──────── Source data
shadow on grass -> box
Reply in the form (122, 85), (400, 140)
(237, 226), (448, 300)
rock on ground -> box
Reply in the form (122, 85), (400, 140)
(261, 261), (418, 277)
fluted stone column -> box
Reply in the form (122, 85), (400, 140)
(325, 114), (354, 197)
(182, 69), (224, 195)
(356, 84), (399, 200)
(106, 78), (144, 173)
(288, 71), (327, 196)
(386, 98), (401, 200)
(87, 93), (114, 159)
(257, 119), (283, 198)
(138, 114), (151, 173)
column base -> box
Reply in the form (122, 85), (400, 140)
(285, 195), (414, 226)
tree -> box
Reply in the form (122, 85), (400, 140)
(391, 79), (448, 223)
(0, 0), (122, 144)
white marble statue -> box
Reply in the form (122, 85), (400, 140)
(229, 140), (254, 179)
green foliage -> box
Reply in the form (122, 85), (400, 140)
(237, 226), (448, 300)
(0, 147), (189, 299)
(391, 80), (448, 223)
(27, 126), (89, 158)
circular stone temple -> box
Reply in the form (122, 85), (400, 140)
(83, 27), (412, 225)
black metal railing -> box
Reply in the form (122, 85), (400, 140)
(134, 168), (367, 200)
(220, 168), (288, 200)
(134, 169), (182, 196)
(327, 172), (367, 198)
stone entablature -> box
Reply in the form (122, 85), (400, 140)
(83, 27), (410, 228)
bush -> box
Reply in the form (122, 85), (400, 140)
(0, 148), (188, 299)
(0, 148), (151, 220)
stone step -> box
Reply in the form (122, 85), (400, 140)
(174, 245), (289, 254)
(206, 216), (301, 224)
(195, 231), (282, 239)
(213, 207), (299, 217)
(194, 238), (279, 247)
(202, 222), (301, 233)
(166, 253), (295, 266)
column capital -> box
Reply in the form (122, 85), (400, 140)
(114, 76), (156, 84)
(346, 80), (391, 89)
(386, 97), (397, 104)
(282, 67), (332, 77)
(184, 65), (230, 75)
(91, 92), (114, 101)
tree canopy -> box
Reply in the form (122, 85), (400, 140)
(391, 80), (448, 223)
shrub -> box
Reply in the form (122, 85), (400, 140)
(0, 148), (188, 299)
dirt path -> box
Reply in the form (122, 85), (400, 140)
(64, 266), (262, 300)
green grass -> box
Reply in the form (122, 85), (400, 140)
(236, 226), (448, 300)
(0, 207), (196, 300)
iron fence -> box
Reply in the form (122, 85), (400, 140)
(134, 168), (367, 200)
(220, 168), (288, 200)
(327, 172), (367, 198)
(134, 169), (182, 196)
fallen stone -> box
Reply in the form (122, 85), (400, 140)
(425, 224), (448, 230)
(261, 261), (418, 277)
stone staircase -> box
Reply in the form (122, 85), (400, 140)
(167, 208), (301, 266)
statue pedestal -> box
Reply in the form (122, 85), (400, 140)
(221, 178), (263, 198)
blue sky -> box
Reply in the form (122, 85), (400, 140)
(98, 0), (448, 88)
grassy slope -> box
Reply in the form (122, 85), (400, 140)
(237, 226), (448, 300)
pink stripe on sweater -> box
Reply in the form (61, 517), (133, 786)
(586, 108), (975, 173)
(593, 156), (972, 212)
────────────────
Copy the entries verbatim, from the line with "column base -> box" to the line with "(27, 126), (89, 158)", including both of those lines.

Result of the task –
column base -> box
Reply in the form (122, 85), (400, 140)
(285, 195), (414, 226)
tree -> box
Reply in the form (122, 85), (400, 140)
(391, 79), (448, 223)
(0, 0), (122, 144)
white marble statue -> box
Reply in the form (122, 85), (400, 140)
(229, 140), (254, 179)
green foliage -> box
Reply in the form (122, 85), (400, 140)
(237, 226), (448, 300)
(0, 147), (189, 299)
(391, 80), (448, 223)
(27, 126), (89, 158)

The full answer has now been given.